» **What to do**
Can you rewrite all the data below, swapping "Reviewer note" for "Annotator note" each time it appears and leaving everything else unchanged?

****

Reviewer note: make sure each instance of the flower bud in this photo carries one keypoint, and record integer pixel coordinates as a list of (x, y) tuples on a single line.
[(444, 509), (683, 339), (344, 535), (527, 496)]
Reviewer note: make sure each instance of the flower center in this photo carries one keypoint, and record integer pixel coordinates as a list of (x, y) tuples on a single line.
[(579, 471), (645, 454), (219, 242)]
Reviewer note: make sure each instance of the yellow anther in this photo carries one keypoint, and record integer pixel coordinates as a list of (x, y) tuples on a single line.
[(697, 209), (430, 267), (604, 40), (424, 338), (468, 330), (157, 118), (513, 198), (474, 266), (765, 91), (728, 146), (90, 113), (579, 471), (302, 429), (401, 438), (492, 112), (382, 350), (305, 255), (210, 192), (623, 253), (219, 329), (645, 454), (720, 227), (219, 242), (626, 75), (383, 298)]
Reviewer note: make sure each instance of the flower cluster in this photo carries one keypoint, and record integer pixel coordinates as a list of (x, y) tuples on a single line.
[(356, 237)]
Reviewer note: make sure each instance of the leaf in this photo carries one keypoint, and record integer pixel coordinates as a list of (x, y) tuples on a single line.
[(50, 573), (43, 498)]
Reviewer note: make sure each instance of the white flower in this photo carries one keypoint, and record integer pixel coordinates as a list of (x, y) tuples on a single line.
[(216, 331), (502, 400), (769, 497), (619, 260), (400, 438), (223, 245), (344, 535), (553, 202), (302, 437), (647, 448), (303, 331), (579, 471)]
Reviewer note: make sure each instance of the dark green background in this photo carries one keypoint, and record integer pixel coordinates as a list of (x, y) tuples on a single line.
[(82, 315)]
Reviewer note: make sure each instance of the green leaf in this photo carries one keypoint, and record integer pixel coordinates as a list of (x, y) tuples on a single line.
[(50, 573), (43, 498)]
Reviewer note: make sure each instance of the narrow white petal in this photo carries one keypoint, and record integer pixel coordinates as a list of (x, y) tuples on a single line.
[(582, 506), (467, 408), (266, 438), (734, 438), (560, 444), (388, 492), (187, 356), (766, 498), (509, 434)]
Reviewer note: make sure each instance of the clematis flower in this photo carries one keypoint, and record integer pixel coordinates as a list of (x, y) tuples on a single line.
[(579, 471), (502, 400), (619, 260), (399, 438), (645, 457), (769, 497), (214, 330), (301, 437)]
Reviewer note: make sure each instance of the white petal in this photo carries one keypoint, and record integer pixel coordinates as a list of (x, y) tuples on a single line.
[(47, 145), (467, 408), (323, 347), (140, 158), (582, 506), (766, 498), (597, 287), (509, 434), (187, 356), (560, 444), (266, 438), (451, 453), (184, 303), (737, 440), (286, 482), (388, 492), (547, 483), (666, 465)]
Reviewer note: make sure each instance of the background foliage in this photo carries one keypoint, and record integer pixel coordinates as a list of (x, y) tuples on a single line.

****

» **Solution to this problem**
Annotator note: make sure each instance of the flower bud in this photo carries one keypoint, and record integer pixel coordinates as a list of (x, y) tuples on a single line.
[(444, 509), (683, 339), (344, 535), (527, 496)]
Annotator note: make sure each instance of the flower center in this photo carries one keypoint, and record integer pixel coordinates as a list of (x, y) tuples on a single line.
[(579, 471), (645, 454), (219, 242)]
Annotator note: make sure each instance of the yellow anther in this photo carries one keypoint, and record integer pixel coordinates as a list of (x, y) tuples on a single line.
[(697, 209), (430, 267), (604, 40), (424, 338), (468, 330), (157, 118), (513, 198), (474, 266), (765, 91), (728, 146), (90, 113), (579, 471), (302, 429), (401, 438), (492, 112), (382, 350), (305, 255), (210, 192), (623, 253), (219, 329), (645, 454), (720, 227), (219, 242), (626, 75), (383, 298)]
Annotator note: make sure each instance of the flower cluster in this photo carries one keypoint, and record integer pixel coordinates as a list of (x, y) tuples on a single line.
[(356, 237)]
Annotator note: make sure each instance of the leaf in this photo carries one keypoint, and record integer pixel coordinates as a list of (x, y) tuples on a single line.
[(50, 573), (43, 498)]
Annotator note: make sure each instance of the white flower in this photo carries one keypoint, and record integer pixel coordinates as a list of (x, y) tuples on a single line.
[(216, 331), (502, 400), (769, 497), (619, 260), (400, 438), (223, 245), (344, 535), (553, 202), (302, 437), (647, 448), (303, 331), (579, 471)]
Annotator note: make sure each instance of the dark green background in this photo carries one keypoint, and record integer pixel coordinates as a list of (x, y) tuples on a single line.
[(82, 315)]
Annotator note: make sure each instance of the green leaf in this photo carries one keypoint, and record integer pixel coordinates as a list of (x, y) tuples on a single line.
[(50, 573), (43, 498)]
Annotator note: make sure each instance of the narrow white petal in this photo carries one keypoint, and record integer pixel coordinates as a list of (x, y) tuples on a single line.
[(582, 506), (467, 408), (266, 438), (734, 438), (560, 444), (388, 492), (187, 356), (766, 498), (509, 434)]
Annotator note: make sure each instance of the clematis flower in this photo carries one keypoint, and record integer pixel coordinates as a list of (x, y) tuples on a single line.
[(579, 471), (502, 400), (619, 260), (399, 438), (645, 457), (769, 497), (214, 330), (301, 437)]
Annotator note: make sure each instance of the white petal in this photo carries one keypoint, and record integer pixel coordinates as a list of (x, y) tuples on a single line.
[(47, 145), (467, 408), (323, 347), (140, 158), (582, 506), (766, 498), (597, 287), (509, 434), (187, 356), (560, 444), (266, 438), (451, 453), (184, 303), (737, 440), (286, 482), (388, 492), (547, 483), (666, 465)]
Annotator note: make sure each instance of the background foliage in this photo carries one keypoint, and record integer pixel coordinates as a list of (x, y) tuples on a single line.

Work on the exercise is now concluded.